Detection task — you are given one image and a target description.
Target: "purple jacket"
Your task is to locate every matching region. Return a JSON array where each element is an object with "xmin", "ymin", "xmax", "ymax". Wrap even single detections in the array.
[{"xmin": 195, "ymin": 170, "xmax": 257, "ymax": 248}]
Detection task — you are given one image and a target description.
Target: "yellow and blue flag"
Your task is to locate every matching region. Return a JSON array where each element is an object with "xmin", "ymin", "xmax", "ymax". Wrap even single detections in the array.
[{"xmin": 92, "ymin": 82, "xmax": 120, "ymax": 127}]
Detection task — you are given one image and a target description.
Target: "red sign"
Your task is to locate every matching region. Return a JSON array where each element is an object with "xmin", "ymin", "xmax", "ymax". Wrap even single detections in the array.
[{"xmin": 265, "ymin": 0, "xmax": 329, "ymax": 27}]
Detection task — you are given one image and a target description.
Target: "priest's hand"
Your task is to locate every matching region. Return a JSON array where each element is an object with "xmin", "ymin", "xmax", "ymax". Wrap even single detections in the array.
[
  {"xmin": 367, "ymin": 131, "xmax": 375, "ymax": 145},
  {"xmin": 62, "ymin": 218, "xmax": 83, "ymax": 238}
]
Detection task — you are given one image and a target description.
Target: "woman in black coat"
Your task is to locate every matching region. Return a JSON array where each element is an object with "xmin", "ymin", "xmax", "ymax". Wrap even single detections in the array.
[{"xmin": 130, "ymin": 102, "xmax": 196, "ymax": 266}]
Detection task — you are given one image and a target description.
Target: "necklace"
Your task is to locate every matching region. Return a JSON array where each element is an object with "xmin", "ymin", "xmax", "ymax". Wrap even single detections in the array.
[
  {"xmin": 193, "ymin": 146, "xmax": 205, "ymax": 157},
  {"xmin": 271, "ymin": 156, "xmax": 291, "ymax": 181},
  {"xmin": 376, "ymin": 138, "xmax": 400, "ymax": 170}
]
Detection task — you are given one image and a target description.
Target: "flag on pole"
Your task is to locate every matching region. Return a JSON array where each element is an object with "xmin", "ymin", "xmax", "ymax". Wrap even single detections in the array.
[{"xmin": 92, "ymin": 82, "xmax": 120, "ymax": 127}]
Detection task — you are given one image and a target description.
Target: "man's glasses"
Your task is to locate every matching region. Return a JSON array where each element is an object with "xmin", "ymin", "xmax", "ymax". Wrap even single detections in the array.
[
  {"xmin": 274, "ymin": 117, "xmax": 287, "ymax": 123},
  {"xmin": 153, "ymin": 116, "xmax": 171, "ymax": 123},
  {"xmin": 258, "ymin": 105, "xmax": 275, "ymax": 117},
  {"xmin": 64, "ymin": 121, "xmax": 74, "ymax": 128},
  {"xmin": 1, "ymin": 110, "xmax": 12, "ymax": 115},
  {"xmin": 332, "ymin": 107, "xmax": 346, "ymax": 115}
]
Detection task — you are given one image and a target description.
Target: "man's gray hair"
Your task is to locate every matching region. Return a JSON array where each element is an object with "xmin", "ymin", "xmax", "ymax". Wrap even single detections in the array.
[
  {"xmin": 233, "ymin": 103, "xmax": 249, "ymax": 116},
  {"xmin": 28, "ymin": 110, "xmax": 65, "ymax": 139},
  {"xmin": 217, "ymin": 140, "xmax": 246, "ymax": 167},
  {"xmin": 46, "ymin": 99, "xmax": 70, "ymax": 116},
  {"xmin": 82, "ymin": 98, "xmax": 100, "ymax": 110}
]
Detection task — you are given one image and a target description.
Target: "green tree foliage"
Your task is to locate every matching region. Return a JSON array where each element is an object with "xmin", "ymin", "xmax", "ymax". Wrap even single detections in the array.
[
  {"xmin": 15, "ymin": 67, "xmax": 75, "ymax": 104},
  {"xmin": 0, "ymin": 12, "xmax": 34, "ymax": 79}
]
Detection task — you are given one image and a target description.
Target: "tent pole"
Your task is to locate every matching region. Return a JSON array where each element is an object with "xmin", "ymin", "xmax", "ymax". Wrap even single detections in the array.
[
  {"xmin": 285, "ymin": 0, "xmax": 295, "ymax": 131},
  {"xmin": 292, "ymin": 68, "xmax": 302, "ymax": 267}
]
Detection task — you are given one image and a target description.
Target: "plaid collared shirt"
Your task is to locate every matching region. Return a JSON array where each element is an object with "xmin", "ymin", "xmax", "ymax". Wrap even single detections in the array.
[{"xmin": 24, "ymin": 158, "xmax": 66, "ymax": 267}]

---

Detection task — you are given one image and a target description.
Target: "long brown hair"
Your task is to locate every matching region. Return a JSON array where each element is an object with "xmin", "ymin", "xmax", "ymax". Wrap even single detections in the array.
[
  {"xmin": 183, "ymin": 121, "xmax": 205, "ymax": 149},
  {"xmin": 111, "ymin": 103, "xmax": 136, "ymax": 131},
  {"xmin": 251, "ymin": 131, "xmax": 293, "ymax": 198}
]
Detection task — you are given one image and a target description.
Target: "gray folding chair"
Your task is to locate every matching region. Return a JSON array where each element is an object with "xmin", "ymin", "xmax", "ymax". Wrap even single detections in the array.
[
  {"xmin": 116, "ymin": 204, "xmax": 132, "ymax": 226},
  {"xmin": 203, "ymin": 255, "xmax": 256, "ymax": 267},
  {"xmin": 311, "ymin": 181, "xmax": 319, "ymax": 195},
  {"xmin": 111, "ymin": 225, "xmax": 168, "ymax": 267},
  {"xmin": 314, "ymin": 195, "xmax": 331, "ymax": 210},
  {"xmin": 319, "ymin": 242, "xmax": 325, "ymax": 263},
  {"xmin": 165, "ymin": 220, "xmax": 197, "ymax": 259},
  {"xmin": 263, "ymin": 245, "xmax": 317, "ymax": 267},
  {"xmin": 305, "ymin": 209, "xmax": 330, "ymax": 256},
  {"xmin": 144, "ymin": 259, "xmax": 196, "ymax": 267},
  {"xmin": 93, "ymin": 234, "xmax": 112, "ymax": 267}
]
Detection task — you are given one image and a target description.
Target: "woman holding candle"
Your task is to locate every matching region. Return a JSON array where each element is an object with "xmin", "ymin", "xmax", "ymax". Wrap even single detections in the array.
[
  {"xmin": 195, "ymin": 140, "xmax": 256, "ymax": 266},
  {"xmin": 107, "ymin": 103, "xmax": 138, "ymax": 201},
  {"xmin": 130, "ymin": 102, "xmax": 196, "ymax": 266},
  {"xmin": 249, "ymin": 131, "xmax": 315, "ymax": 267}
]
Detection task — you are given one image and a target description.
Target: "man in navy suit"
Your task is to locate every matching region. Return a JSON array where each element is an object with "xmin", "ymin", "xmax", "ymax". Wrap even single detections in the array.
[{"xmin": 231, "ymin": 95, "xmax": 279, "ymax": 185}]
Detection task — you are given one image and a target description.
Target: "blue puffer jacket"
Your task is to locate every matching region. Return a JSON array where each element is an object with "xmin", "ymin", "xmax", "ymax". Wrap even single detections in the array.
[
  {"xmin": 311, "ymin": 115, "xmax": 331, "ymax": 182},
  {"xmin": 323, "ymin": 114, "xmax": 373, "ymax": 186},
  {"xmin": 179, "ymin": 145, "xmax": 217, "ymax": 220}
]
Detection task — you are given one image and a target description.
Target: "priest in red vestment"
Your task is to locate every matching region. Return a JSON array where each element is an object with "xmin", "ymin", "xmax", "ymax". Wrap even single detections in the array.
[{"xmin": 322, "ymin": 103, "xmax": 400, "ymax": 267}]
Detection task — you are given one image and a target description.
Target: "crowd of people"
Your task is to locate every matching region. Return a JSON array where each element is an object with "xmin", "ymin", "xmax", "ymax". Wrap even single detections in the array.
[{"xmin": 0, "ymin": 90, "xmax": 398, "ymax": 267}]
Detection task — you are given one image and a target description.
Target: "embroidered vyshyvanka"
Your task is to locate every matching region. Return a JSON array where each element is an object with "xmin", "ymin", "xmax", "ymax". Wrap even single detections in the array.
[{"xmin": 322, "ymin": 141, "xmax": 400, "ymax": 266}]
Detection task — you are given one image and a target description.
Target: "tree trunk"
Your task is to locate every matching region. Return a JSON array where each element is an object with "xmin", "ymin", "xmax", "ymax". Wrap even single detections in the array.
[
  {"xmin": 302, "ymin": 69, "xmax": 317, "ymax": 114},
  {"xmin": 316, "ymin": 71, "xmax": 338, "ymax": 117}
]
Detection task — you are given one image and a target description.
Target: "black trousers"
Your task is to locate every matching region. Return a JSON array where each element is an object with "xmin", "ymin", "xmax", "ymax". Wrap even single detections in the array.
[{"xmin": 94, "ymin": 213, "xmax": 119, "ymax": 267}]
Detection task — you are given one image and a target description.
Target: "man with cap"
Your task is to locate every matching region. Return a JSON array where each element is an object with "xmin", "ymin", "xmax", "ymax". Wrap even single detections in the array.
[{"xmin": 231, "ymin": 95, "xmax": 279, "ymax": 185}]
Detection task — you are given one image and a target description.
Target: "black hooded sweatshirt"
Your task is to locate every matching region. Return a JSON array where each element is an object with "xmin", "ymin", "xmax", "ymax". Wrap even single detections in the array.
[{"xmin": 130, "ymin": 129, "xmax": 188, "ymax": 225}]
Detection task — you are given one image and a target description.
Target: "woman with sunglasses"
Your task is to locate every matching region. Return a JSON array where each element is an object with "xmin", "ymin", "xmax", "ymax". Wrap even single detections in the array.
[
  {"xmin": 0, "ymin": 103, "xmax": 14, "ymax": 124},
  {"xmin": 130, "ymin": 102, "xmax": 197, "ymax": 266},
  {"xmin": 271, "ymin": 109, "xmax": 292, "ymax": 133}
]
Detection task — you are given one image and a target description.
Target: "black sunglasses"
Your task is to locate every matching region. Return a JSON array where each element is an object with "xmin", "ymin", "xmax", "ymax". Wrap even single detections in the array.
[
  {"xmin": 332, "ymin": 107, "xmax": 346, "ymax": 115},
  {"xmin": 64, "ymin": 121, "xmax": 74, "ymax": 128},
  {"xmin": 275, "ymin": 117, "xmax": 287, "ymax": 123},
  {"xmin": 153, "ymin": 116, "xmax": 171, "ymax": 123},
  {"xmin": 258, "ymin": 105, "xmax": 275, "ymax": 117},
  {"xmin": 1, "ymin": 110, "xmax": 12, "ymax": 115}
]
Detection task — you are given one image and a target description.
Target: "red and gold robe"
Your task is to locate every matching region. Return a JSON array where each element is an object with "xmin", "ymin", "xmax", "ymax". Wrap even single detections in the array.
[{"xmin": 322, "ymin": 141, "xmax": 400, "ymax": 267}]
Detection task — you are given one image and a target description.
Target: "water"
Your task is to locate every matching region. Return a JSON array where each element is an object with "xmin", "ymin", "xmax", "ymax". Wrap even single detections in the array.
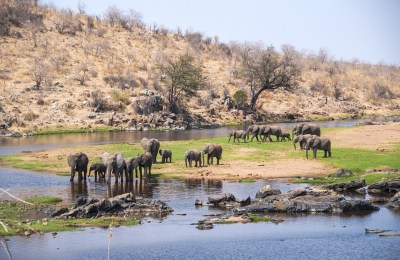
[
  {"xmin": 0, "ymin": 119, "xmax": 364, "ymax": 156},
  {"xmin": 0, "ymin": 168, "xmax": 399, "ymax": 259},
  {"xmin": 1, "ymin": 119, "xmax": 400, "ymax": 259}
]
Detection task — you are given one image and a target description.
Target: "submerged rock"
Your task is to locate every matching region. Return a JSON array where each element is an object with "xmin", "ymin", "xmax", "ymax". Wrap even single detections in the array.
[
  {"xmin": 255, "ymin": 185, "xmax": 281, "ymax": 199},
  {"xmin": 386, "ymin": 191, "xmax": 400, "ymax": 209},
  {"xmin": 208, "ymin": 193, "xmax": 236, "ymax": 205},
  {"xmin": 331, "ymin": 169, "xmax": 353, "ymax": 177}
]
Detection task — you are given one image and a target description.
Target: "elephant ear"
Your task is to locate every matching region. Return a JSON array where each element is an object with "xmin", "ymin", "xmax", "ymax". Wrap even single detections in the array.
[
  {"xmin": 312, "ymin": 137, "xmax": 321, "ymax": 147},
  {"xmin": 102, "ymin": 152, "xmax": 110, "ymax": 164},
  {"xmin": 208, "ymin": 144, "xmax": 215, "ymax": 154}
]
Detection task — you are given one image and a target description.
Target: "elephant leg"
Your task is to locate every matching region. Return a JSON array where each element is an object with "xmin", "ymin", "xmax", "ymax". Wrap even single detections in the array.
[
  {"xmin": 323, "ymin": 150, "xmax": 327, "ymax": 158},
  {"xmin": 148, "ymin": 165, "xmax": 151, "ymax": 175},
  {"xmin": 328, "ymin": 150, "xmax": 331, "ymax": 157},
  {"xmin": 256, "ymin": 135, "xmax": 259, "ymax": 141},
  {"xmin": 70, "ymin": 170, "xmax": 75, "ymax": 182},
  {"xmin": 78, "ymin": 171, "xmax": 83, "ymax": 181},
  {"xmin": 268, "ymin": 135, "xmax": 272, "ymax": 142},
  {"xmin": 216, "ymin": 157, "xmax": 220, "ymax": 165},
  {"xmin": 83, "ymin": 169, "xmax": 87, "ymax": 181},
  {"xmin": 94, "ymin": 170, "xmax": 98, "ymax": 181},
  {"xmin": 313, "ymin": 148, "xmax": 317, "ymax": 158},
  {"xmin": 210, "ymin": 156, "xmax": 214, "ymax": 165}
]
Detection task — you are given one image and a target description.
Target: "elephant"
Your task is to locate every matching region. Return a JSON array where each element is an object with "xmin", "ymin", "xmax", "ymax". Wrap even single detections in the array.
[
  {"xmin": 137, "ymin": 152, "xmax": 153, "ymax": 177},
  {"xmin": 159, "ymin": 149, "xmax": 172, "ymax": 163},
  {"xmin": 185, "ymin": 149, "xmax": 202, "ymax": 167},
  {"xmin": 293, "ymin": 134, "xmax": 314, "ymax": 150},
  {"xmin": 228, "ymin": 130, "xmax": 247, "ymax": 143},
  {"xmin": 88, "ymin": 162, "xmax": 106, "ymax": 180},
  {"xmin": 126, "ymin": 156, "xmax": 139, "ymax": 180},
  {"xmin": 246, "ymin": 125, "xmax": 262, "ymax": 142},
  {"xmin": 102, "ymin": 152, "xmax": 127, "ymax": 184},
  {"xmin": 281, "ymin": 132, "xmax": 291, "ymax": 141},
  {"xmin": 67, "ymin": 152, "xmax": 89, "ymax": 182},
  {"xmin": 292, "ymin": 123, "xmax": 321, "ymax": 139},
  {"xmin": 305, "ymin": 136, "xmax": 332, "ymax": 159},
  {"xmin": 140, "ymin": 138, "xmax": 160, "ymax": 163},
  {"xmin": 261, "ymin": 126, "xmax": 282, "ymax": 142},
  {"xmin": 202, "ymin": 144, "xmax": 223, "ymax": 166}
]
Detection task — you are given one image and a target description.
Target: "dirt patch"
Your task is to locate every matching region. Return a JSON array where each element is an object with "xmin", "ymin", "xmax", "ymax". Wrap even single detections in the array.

- _What this task involves_
Go through the listing, find each line with the word "jacket", and copy it.

- _Result for this task_
Target: "purple jacket"
Target: "blue puffer jacket"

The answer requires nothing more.